Direction - Reproduce the records below exactly as they appear.

Recorded information -

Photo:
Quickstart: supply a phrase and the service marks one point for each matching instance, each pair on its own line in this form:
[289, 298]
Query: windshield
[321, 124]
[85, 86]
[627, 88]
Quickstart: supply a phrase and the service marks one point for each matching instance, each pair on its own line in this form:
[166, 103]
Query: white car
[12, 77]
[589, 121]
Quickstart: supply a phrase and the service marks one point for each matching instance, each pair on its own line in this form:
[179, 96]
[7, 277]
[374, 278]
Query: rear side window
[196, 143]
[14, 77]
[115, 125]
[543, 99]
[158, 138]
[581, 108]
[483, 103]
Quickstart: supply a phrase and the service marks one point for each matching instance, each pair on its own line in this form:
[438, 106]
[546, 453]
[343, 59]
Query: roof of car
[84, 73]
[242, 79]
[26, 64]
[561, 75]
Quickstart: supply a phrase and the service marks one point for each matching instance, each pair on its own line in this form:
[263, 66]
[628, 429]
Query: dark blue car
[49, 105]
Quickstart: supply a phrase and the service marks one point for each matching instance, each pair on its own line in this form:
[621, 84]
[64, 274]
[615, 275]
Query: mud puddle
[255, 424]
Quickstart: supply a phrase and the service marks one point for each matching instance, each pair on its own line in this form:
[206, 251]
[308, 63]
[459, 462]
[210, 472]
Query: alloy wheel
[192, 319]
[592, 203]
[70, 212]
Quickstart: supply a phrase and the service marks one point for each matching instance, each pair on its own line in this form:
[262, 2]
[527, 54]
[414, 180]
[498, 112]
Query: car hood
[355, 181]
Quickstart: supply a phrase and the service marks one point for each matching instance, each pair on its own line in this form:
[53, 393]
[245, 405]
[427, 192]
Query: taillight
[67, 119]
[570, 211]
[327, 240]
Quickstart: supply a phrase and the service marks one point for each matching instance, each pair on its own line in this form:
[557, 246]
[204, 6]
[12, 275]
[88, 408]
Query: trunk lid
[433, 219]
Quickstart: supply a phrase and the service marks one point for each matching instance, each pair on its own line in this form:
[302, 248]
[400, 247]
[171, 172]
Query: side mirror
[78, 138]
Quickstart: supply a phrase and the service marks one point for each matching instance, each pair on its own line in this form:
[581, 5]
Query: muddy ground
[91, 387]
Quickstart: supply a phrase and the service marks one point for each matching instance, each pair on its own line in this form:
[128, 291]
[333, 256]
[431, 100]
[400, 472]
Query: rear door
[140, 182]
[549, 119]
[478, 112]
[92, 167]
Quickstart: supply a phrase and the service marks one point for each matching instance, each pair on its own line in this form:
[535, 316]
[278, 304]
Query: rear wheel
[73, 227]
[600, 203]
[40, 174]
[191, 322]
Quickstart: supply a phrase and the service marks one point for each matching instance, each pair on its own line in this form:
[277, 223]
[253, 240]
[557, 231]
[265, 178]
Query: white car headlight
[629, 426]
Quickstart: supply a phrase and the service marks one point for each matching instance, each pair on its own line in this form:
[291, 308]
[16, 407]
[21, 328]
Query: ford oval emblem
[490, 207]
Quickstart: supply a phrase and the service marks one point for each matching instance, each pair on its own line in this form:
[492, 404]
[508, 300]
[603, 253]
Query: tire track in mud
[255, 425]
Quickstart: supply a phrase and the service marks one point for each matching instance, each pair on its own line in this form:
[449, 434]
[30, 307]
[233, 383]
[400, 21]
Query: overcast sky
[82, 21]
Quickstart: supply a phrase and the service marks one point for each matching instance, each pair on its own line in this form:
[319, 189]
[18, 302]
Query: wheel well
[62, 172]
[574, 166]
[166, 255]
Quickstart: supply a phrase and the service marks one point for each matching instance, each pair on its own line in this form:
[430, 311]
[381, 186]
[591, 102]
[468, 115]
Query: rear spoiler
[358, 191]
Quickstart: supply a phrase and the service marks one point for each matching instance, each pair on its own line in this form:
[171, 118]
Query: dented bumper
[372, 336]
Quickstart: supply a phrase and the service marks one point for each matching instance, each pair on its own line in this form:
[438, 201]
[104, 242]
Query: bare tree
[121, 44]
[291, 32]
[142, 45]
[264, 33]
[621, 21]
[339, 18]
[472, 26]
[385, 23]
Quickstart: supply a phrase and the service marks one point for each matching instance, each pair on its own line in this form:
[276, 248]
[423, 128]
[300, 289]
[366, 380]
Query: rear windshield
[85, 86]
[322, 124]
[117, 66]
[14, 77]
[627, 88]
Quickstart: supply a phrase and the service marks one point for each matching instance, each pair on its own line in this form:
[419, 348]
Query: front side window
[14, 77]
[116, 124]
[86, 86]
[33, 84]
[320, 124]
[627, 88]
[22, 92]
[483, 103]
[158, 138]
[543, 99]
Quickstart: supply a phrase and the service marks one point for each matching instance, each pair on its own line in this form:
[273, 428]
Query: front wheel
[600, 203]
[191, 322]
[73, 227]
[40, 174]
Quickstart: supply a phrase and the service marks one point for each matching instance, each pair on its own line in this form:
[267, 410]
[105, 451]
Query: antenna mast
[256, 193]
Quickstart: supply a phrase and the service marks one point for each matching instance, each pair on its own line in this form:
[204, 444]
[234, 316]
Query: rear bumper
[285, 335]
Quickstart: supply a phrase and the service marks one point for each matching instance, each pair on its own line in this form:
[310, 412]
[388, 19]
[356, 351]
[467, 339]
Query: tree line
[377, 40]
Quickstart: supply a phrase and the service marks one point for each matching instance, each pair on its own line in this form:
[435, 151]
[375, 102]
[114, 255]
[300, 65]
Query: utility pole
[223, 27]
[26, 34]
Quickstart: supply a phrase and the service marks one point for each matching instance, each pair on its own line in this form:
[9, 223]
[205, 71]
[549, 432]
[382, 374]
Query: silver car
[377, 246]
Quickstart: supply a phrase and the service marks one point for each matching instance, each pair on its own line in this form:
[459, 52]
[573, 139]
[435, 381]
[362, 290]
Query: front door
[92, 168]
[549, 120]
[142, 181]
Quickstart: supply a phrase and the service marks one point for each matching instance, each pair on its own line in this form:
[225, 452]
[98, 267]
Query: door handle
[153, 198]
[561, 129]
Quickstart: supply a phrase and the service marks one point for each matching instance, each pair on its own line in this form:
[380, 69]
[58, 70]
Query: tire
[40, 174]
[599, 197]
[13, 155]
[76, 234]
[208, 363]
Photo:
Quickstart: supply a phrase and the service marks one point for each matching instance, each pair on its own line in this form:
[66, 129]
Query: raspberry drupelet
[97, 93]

Complete output -
Photo:
Quickstart: supply a phrase and the service marks one point for each matching instance, each pair on its own line in this form:
[289, 298]
Query: windshield
[321, 124]
[85, 86]
[627, 88]
Quickstart: supply a phrase and the service marks one point for each matching instance, each pair on its own line in this form:
[166, 103]
Query: white car
[12, 77]
[589, 121]
Quickstart: supply a phrase and the service marks one point for each matching instance, each pair on its own line in this form:
[179, 96]
[7, 277]
[374, 278]
Query: rear side window
[196, 143]
[14, 77]
[115, 125]
[543, 99]
[158, 138]
[581, 108]
[483, 103]
Quickstart: supply a phrase and the service marks one point for each matching instance, each pair on its own line in this form:
[438, 106]
[546, 453]
[343, 59]
Query: roof of car
[84, 73]
[242, 79]
[26, 64]
[561, 75]
Quickstart: supply a phrase and the service marks one point for each matching instance, each pair on its own line in this form:
[263, 66]
[628, 429]
Query: dark blue car
[49, 105]
Quickstart: supply a phrase and the service marks one point for each matching instance, each pair on its own line in this form:
[621, 84]
[64, 274]
[615, 275]
Query: mud puddle
[255, 424]
Quickstart: supply a phrase and the service marks one point for each matching instance, each pair on its own line in this form:
[206, 251]
[308, 63]
[459, 462]
[210, 472]
Query: alloy wheel
[192, 319]
[592, 203]
[70, 212]
Quickstart: supply a phrase and the service marks one point for each matching instance, each pair on its own line in this form:
[262, 2]
[527, 54]
[414, 180]
[498, 112]
Query: car hood
[355, 181]
Quickstart: supply a phrase and the service marks one point for each matching instance, each pair on its own line in this form:
[53, 393]
[245, 405]
[427, 192]
Query: taillight
[67, 119]
[570, 211]
[327, 240]
Quickstart: supply a phrase and the service marks one point for each matching instance, each pair on its own line in this form:
[557, 246]
[204, 6]
[12, 275]
[88, 408]
Query: trunk lid
[433, 219]
Quickstart: supply a phrase and the service marks one point for each matching instance, each pair on its own line in this form:
[302, 248]
[400, 247]
[171, 172]
Query: side mirror
[78, 138]
Quickstart: supply a phrase and the service marks one point for each matching instance, each pair on its own line in this form:
[581, 5]
Query: muddy ground
[91, 387]
Quickstart: supply a phrase and the service marks one point for each matching instance, each pair on its own line in this form:
[128, 291]
[333, 256]
[431, 100]
[400, 472]
Query: rear door
[140, 182]
[549, 119]
[478, 112]
[92, 167]
Quickstart: supply a phrase and the service marks one point for each matching instance, each pair on its own line in this form:
[535, 316]
[278, 304]
Query: rear wheel
[73, 227]
[600, 203]
[40, 174]
[191, 322]
Quickstart: supply a phrase and the service marks one point for each matching instance, each pair on its own line in this form:
[277, 223]
[253, 240]
[557, 231]
[265, 178]
Query: white car headlight
[629, 426]
Quickstart: supply a phrase and the service marks one point for each matching instance, each pair on its own line in this form:
[291, 308]
[16, 407]
[21, 328]
Query: ford oval emblem
[490, 207]
Quickstart: supply a phrase and the service marks one point for each matching instance, each pair on its own line in this form:
[492, 404]
[508, 300]
[603, 253]
Query: tire track in mud
[255, 425]
Quickstart: supply a phrase and the service marks one point for each matching instance, each pair on its own line in this form:
[449, 434]
[30, 307]
[233, 383]
[400, 21]
Query: overcast sky
[82, 21]
Quickstart: supply a phrase and the service marks one point for each matching instance, each pair on its own line in this form:
[319, 189]
[18, 302]
Query: wheel well
[62, 172]
[574, 166]
[166, 255]
Quickstart: supply a phrase and the service marks one point for each matching instance, each pair on its own line in this form:
[430, 311]
[381, 186]
[591, 102]
[468, 115]
Query: rear spoiler
[358, 191]
Quickstart: supply a phrase and the service marks one point for each matching instance, each pair on its own line in this form:
[171, 118]
Query: dented bumper
[372, 336]
Quickstart: supply a phrase and the service marks one point for each matching instance, each pair on its own line in this form:
[438, 201]
[104, 242]
Query: bare tree
[121, 44]
[291, 32]
[142, 45]
[264, 33]
[621, 21]
[339, 18]
[472, 26]
[385, 23]
Quickstart: supply a phrase and the service marks one point for each matching instance, each pair on its own line in this form:
[276, 248]
[423, 128]
[300, 289]
[366, 380]
Query: rear windshield
[85, 86]
[322, 124]
[117, 66]
[14, 77]
[627, 88]
Quickstart: supply a phrase and the service marks one point for each matching instance, each pair on its own line in this form:
[419, 348]
Query: front side window
[14, 77]
[116, 124]
[86, 86]
[33, 84]
[320, 124]
[627, 88]
[22, 92]
[483, 103]
[158, 138]
[543, 99]
Quickstart: supply a phrase and the service marks one point for each matching instance, each pair on its own line in this form:
[273, 428]
Query: front wheel
[600, 203]
[191, 322]
[73, 227]
[40, 174]
Quickstart: supply a phrase and the service marks one point for each matching instance, each pair on its own line in this form:
[267, 410]
[105, 451]
Query: antenna mast
[256, 193]
Quickstart: supply a phrase and the service marks one point for each matching instance, each pair on its own line in this form:
[204, 444]
[234, 316]
Query: rear bumper
[285, 335]
Quickstart: supply a phrase and the service marks one point for each matching instance, each pair on its own line in this form:
[310, 412]
[388, 19]
[356, 351]
[467, 339]
Query: tree line
[377, 40]
Quickstart: supply a phrase and the service marks one point for each matching instance, each pair on its own line in this form:
[435, 151]
[375, 102]
[114, 255]
[300, 65]
Query: utility pole
[223, 27]
[26, 34]
Quickstart: supply a phrase and the service marks one point for each matching instance, each pair on its own line in this form:
[9, 223]
[205, 71]
[549, 432]
[382, 374]
Query: silver car
[377, 246]
Quickstart: supply a phrase and the service marks one point for each matching instance, each pair on its own line in this form:
[459, 52]
[573, 139]
[435, 381]
[362, 290]
Query: front door
[92, 168]
[549, 120]
[142, 181]
Quickstart: supply a phrase and the service marks one point for each matching instance, each pair on its own line in this form:
[225, 452]
[98, 267]
Query: door handle
[153, 198]
[561, 129]
Quickstart: supply a phrase and the service marks one point for each matching instance, each pair on its own line in this form:
[380, 69]
[58, 70]
Query: tire
[40, 174]
[599, 197]
[13, 155]
[76, 234]
[208, 363]
Photo:
Quickstart: supply a phrase and the service marks one point for each matching instance, each pair on its own line in this form:
[66, 129]
Query: raspberry drupelet
[97, 93]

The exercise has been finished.